>>
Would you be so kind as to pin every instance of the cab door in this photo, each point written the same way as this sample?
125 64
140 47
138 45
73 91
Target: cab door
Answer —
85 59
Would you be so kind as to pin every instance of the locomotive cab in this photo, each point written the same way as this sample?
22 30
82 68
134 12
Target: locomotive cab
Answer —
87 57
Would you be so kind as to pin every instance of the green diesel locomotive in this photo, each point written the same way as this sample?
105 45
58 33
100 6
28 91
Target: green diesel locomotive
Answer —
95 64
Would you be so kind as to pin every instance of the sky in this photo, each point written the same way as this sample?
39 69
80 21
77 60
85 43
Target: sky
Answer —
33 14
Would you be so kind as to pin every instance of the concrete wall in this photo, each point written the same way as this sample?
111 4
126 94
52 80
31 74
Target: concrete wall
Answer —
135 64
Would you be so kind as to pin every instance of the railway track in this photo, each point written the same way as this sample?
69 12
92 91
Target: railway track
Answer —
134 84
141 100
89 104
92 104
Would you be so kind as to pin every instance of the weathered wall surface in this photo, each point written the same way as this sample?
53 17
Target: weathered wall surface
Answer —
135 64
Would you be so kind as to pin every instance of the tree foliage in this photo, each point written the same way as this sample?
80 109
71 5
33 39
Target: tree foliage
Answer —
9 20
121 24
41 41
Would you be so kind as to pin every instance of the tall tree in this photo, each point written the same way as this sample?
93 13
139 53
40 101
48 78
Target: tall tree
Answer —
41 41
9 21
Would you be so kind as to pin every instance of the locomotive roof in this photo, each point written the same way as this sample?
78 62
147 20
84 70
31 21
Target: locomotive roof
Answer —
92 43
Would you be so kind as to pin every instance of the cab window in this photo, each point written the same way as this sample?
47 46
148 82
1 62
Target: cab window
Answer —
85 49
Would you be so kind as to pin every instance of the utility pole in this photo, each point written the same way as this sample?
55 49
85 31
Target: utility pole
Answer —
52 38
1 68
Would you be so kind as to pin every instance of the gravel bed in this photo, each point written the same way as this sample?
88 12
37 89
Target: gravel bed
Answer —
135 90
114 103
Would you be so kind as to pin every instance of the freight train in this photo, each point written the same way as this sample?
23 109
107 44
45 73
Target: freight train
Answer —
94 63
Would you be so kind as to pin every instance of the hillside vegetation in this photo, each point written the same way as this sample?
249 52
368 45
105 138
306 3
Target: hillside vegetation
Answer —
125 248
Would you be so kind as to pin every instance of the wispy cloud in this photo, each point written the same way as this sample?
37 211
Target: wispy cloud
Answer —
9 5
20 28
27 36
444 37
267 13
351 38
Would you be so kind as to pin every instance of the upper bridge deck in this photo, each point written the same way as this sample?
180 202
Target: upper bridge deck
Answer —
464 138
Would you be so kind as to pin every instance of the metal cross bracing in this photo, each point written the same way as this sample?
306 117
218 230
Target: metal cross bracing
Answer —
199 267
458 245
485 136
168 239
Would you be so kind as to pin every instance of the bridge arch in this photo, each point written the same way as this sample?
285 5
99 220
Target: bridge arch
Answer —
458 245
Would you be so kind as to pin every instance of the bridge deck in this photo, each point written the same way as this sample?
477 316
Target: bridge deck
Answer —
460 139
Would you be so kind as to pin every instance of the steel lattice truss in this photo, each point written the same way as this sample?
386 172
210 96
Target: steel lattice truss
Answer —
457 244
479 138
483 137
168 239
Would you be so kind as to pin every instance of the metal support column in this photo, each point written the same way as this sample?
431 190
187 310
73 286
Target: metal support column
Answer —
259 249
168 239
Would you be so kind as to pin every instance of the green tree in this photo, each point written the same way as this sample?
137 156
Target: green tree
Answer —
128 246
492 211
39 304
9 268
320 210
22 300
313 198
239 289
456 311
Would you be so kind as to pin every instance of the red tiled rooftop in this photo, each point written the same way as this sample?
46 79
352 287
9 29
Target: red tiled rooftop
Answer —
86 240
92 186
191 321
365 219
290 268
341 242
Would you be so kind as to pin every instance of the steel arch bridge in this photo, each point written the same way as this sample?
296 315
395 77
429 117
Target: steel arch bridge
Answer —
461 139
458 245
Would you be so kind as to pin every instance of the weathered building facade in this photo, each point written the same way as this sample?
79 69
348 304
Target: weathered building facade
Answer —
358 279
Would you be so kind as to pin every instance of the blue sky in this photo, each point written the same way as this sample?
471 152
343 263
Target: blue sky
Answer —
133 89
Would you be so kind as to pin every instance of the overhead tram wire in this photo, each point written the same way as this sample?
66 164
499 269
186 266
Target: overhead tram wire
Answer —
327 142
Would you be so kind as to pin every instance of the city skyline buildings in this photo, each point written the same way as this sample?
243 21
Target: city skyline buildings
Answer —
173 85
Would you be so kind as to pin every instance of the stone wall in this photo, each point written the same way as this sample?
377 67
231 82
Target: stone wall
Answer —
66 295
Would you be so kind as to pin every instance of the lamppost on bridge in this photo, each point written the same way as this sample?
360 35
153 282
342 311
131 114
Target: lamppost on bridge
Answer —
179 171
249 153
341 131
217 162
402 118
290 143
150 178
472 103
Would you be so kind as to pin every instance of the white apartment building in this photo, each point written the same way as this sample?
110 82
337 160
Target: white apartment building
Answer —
<<
- [Brief]:
Each of the records should be retyped exactly.

- [Worked solution]:
Would you be so kind as to pin every instance of the cab door in this photo, each point written the same way as this sample?
125 64
140 47
138 45
73 91
Target: cab door
Answer —
85 59
Would you be so kind as to pin every instance of the locomotive cab in this photo, each point written the same way as this sample?
22 30
82 68
134 12
Target: locomotive cab
Answer —
87 57
Would you be so kind as to pin every instance of the green diesel locomotive in this photo, each point written the same way as this sample?
105 45
58 33
100 6
28 91
Target: green diesel locomotive
Answer —
95 64
Would you be so kind as to pin every instance of the sky in this photo, each point written the same way as this sample?
39 69
80 21
77 60
85 43
Target: sky
Answer —
33 14
Would you be so kind as to pin every instance of the concrete wall in this photo, each point written the same way as this sample?
111 4
126 94
52 80
31 74
Target: concrete wall
Answer —
135 64
Would you be so kind as to pin every instance of the railway track in this photo, each point written the same way as this sample?
69 12
92 91
Target: railway track
Answer —
134 84
141 100
89 104
92 104
Would you be so kind as to pin every instance of the weathered wall surface in this photo, each point written the same way as this sample?
53 17
Target: weathered wall surface
Answer —
135 64
Would you be so kind as to pin every instance of the tree foliage in this photo, each point written the same way as this sample?
80 109
71 5
33 39
Target: tree foliage
Answer —
9 20
121 24
41 41
Would you be so kind as to pin every instance of the tall tree in this photo, each point written the same way as this sample?
93 13
139 53
40 101
48 78
Target: tall tree
Answer —
41 41
9 21
Would you be so kind as to pin every instance of the locomotive roof in this photo, each point written the same way as this sample?
78 62
147 20
84 70
31 21
Target: locomotive roof
Answer —
92 43
Would you be so kind as to pin every instance of the cab window in this photo, each point written the same way as this sample?
47 46
148 82
1 62
Target: cab window
Answer —
85 49
Would you be so kind as to pin every instance of the utility pole in this photo, each point written the same way as this sample?
55 49
85 31
Target: utility pole
Answer —
52 38
1 68
Would you be so kind as to pin every instance of the gravel bed in this photo, each point written the same way as this sample?
88 12
37 89
Target: gravel bed
Answer —
135 90
114 103
Would you be so kind as to pin every instance of the freight train in this photo, each point written the same way as this sample?
23 109
107 44
45 73
Target: freight train
Answer —
94 63
Would you be so kind as to pin every instance of the hillside vegetation in this photo, each point written the same way as this sample?
249 52
368 45
105 138
306 3
Target: hillside vegetation
Answer —
125 248
Would you be so kind as to pin every instance of the wispy cloud in this photo, each point written the same way as this sample?
37 211
Target: wispy cloud
Answer —
9 5
20 28
27 36
444 37
267 13
351 38
Would you be so kind as to pin every instance of the upper bridge deck in this photo, each point written the same way as this sample?
180 202
Target: upper bridge deck
Answer —
464 138
Would you be so kind as to pin every instance of the metal cross bracing in this photo, each point written the same way as this sample?
306 117
218 230
Target: metal cross bracing
Answer —
199 267
458 245
485 136
168 239
Would you be so kind as to pin every instance of the bridge arch in this photo, each point written the same way as this sample?
285 5
99 220
Target: bridge arch
Answer —
458 245
Would you be so kind as to pin every instance of the bridge deck in this photo, each point written the same way as this sample?
477 316
Target: bridge deck
Answer —
460 139
Would you be so kind as to pin every instance of the steel lattice truss in this photo, each point written the same way as this sample?
386 172
210 96
Target: steel lattice truss
Answer —
457 244
479 138
483 137
168 239
Would you be so kind as to pin every instance of the metal support column in this photo, each point written the same way as this sample?
431 190
187 310
73 286
Target: metal support column
Answer —
259 249
168 239
Would you be so kind as to pin every instance of the green tree in this photo, each point written the same way as this sample?
137 156
Target: green tree
Answer —
128 246
492 211
39 304
9 268
320 210
22 300
313 198
239 289
456 311
Would you be so kind as to pin every instance of the red tiled rooftop in this photo, each point written the same way as this sample?
46 79
352 287
9 29
Target: red tiled rooftop
Answer —
86 240
92 186
191 321
365 219
290 268
341 242
Would you be so kind as to pin every instance of the steel arch bridge in this photo, each point written the same way as this sample?
296 315
395 77
429 117
Target: steel arch bridge
Answer —
461 139
458 245
Would you be so kind as to pin every instance of the weathered building facade in this photo, each point written the same way as this sample?
79 69
348 304
Target: weathered building facade
Answer —
358 279
Would you be so kind as to pin every instance of the blue sky in this photo, each point written the same way as this sample?
471 152
343 263
Target: blue sky
Answer —
133 89
Would you be so kind as to pin every instance of the overhead tram wire in this photo, each point written the same way as this sample?
66 164
499 269
186 266
Target: overhead tram wire
Answer —
327 142
Would you be so kind as to pin every instance of the city skyline buildings in this photo, each point written the same way as this sample?
243 21
Target: city skyline buildings
Answer —
173 85
Would you be so kind as to pin every instance of the stone wall in this photo, each point written the same way as this sample?
377 67
231 82
Target: stone wall
Answer —
66 295
Would you be so kind as to pin every instance of the lamppost on bridge in this photo, each point written the same way as this sample?
360 35
153 282
342 311
131 114
Target: lamppost on bridge
Answer —
179 171
249 153
341 131
217 162
402 118
290 143
150 178
472 103
Would you be so kind as to pin every instance of the white apartment building in this photo, each point written the same way as this sample?
110 82
337 160
Target: white apartment building
Answer —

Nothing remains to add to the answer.